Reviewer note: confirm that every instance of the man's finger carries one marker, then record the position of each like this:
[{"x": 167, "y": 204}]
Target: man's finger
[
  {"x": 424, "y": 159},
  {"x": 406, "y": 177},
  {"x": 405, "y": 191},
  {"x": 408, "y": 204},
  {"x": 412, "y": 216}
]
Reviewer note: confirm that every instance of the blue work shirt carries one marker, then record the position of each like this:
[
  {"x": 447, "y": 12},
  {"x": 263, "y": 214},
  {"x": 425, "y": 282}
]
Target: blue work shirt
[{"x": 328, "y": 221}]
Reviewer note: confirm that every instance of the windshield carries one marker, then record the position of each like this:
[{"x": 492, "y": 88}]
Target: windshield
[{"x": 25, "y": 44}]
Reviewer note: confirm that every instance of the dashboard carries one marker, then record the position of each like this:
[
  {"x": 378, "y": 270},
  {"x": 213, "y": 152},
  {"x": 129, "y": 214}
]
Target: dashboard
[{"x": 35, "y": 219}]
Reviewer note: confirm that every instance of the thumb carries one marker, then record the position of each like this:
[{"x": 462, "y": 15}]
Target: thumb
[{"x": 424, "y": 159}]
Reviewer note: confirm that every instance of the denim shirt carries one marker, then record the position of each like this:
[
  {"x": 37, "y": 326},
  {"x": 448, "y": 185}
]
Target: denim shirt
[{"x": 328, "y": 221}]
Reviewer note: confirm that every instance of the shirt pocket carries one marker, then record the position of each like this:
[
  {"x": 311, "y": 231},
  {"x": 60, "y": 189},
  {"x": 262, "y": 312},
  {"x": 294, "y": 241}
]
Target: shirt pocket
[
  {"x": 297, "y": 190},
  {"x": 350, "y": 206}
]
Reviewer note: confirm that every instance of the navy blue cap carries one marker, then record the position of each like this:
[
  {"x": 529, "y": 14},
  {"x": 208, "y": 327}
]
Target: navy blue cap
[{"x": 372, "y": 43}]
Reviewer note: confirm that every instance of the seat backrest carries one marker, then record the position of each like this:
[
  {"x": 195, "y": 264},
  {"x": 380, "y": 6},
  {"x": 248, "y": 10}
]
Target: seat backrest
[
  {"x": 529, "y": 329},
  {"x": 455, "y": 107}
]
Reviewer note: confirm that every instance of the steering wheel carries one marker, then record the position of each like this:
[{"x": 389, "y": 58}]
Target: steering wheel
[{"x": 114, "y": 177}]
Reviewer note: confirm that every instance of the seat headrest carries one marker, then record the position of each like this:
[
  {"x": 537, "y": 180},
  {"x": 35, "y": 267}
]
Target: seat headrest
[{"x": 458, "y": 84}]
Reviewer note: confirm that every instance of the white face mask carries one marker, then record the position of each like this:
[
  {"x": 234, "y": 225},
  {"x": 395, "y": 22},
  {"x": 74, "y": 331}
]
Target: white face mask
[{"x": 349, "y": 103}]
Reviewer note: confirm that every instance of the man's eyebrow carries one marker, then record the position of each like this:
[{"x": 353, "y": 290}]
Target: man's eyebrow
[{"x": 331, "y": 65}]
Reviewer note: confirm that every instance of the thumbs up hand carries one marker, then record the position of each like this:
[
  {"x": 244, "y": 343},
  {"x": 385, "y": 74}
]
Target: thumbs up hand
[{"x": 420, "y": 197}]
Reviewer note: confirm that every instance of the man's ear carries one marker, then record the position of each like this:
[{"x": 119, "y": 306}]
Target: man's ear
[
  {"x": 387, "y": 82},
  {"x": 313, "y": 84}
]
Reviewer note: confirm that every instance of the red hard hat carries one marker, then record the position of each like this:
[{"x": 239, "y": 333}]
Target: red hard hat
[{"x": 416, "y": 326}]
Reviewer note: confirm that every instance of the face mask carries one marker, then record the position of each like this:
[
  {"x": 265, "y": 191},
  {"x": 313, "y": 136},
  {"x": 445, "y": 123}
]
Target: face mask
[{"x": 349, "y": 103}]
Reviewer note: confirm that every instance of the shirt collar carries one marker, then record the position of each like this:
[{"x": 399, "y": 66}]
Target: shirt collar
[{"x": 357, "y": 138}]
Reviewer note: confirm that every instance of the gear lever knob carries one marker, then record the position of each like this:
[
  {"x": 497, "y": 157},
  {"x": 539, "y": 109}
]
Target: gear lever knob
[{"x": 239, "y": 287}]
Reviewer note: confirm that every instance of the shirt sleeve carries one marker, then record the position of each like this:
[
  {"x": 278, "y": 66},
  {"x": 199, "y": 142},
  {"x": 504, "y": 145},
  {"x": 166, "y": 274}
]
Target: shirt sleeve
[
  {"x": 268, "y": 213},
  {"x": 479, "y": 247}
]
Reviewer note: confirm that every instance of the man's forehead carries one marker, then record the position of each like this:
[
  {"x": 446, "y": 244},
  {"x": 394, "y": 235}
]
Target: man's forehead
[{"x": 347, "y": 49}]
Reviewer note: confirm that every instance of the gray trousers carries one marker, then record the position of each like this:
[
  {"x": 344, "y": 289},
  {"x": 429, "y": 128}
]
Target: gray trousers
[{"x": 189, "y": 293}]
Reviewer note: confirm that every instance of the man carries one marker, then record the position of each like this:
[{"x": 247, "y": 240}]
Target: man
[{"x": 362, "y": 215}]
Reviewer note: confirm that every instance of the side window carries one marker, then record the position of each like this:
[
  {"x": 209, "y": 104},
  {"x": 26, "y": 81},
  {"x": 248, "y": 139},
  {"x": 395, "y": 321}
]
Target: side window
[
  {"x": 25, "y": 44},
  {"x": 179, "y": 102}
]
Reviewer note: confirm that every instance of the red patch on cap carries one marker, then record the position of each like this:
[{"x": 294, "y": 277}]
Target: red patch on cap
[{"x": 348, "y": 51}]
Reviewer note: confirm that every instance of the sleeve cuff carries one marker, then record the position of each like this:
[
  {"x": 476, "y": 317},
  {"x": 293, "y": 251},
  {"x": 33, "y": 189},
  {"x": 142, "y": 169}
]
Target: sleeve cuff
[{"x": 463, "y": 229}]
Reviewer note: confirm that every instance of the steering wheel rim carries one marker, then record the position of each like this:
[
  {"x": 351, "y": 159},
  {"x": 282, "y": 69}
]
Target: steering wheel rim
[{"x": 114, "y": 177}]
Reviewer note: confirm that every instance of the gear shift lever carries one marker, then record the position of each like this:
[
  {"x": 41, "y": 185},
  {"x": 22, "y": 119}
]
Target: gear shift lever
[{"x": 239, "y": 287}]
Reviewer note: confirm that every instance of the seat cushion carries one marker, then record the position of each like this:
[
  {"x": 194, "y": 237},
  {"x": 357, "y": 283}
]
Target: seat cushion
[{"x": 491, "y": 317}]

++++

**The problem**: Set down the records again verbatim, so that each word stays as it is.

**Result for this task**:
Reviewer note: confirm that every instance of the man's finger carries one marker, then record the position of each like this:
[{"x": 167, "y": 204}]
Target: man's finger
[
  {"x": 424, "y": 159},
  {"x": 406, "y": 177},
  {"x": 405, "y": 191},
  {"x": 408, "y": 204},
  {"x": 412, "y": 216}
]
Reviewer note: confirm that every instance of the blue work shirt carries one marker, then record the position of each like this:
[
  {"x": 447, "y": 12},
  {"x": 263, "y": 214},
  {"x": 425, "y": 282}
]
Target: blue work shirt
[{"x": 328, "y": 221}]
Reviewer note: confirm that every instance of the windshield carries one marker, then record the position of each like this:
[{"x": 492, "y": 88}]
Target: windshield
[{"x": 25, "y": 44}]
Reviewer note: confirm that every instance of the dashboard carries one marker, then record the position of each like this:
[
  {"x": 378, "y": 270},
  {"x": 213, "y": 152},
  {"x": 129, "y": 214}
]
Target: dashboard
[{"x": 35, "y": 219}]
Reviewer note: confirm that every instance of the thumb carries one marker, then record the position of each like this:
[{"x": 462, "y": 15}]
Target: thumb
[{"x": 424, "y": 159}]
Reviewer note: confirm that every instance of the denim shirt carries one marker, then record the position of each like this:
[
  {"x": 37, "y": 326},
  {"x": 448, "y": 185}
]
Target: denim shirt
[{"x": 328, "y": 221}]
Reviewer note: confirm that every instance of the shirt pocket carries one marker, then record the position of each like this:
[
  {"x": 311, "y": 231},
  {"x": 60, "y": 189},
  {"x": 262, "y": 312},
  {"x": 294, "y": 241}
]
Target: shirt pocket
[
  {"x": 297, "y": 190},
  {"x": 350, "y": 206}
]
Reviewer note: confirm that every instance of the navy blue cap carries one marker, then record the position of each like this:
[
  {"x": 529, "y": 14},
  {"x": 208, "y": 327}
]
Target: navy blue cap
[{"x": 372, "y": 43}]
Reviewer note: confirm that every instance of the seat backrest carries one marker, then record the position of each like this:
[
  {"x": 195, "y": 264},
  {"x": 380, "y": 6},
  {"x": 248, "y": 10}
]
Target: seat backrest
[
  {"x": 529, "y": 329},
  {"x": 455, "y": 107}
]
Reviewer note: confirm that every instance of the steering wheel carries one marker, then record the position of each like this:
[{"x": 389, "y": 58}]
Target: steering wheel
[{"x": 114, "y": 177}]
Reviewer note: confirm that every instance of the seat headrest carries one marker, then record the position of each like this:
[
  {"x": 537, "y": 180},
  {"x": 35, "y": 267}
]
Target: seat headrest
[{"x": 458, "y": 84}]
Reviewer note: confirm that every instance of the white face mask carries one marker, then record the position of each like this:
[
  {"x": 234, "y": 225},
  {"x": 395, "y": 22},
  {"x": 74, "y": 331}
]
Target: white face mask
[{"x": 349, "y": 103}]
Reviewer note: confirm that every instance of the man's eyebrow carries one marker, then record the position of each like this:
[{"x": 353, "y": 290}]
Target: man's eyebrow
[{"x": 331, "y": 65}]
Reviewer note: confirm that every instance of the thumbs up hand carries one marker, then record the position of each like this:
[
  {"x": 244, "y": 343},
  {"x": 385, "y": 74}
]
Target: thumbs up hand
[{"x": 420, "y": 197}]
Reviewer note: confirm that every instance of the man's ear carries one marker, then record the position of each like this:
[{"x": 119, "y": 306}]
Target: man's ear
[
  {"x": 387, "y": 82},
  {"x": 313, "y": 84}
]
Reviewer note: confirm that every instance of the red hard hat carries one marker, then record the position of each like this:
[{"x": 239, "y": 333}]
Target: red hard hat
[{"x": 416, "y": 326}]
Reviewer note: confirm that every instance of the face mask carries one marker, then record the position of each like this:
[
  {"x": 265, "y": 191},
  {"x": 313, "y": 136},
  {"x": 445, "y": 123}
]
Target: face mask
[{"x": 349, "y": 103}]
Reviewer note: confirm that every instance of the shirt collar carries one marker, then record the position of each like this:
[{"x": 399, "y": 66}]
Target: shirt collar
[{"x": 357, "y": 138}]
Reviewer note: confirm that every instance of the gear lever knob carries one marker, then record the position of each like this:
[
  {"x": 497, "y": 157},
  {"x": 539, "y": 109}
]
Target: gear lever knob
[{"x": 239, "y": 287}]
Reviewer note: confirm that every instance of the shirt sleeve carries one marker, then record the position of each like this:
[
  {"x": 278, "y": 66},
  {"x": 199, "y": 142},
  {"x": 504, "y": 145},
  {"x": 166, "y": 274}
]
Target: shirt sleeve
[
  {"x": 268, "y": 213},
  {"x": 479, "y": 247}
]
Reviewer note: confirm that every instance of the man's forehead carries one marker, then record the position of each like this:
[
  {"x": 446, "y": 244},
  {"x": 394, "y": 235}
]
Target: man's forehead
[{"x": 347, "y": 49}]
Reviewer note: confirm that every instance of the gray trousers carries one marker, then record the position of each like this:
[
  {"x": 344, "y": 289},
  {"x": 429, "y": 128}
]
Target: gray trousers
[{"x": 189, "y": 293}]
Reviewer note: confirm that every instance of the man carries one marker, then record the position of each like this:
[{"x": 247, "y": 240}]
Target: man
[{"x": 362, "y": 215}]
Reviewer note: confirm that every instance of the side window carries one marker, then record the position of each like this:
[
  {"x": 209, "y": 104},
  {"x": 26, "y": 81},
  {"x": 248, "y": 139},
  {"x": 395, "y": 321}
]
Target: side window
[
  {"x": 25, "y": 44},
  {"x": 179, "y": 102}
]
Reviewer note: confirm that every instance of the red patch on cap carries one marker, then record the position of each like this:
[{"x": 294, "y": 277}]
Target: red patch on cap
[{"x": 348, "y": 51}]
Reviewer note: confirm that every instance of the sleeve cuff carries one marker, then record the position of each like this:
[
  {"x": 476, "y": 317},
  {"x": 293, "y": 251},
  {"x": 33, "y": 189},
  {"x": 142, "y": 169}
]
Target: sleeve cuff
[{"x": 463, "y": 229}]
Reviewer note: confirm that every instance of the steering wheel rim carries one marker, then record the position of each like this:
[
  {"x": 351, "y": 159},
  {"x": 282, "y": 69}
]
Target: steering wheel rim
[{"x": 114, "y": 177}]
Reviewer note: confirm that every instance of the gear shift lever carries one marker, then record the position of each like this:
[
  {"x": 41, "y": 185},
  {"x": 22, "y": 119}
]
Target: gear shift lever
[{"x": 239, "y": 287}]
Reviewer note: confirm that every instance of the seat cushion carries one marker, then record the position of each like this:
[
  {"x": 194, "y": 237},
  {"x": 357, "y": 283}
]
Target: seat cushion
[{"x": 491, "y": 317}]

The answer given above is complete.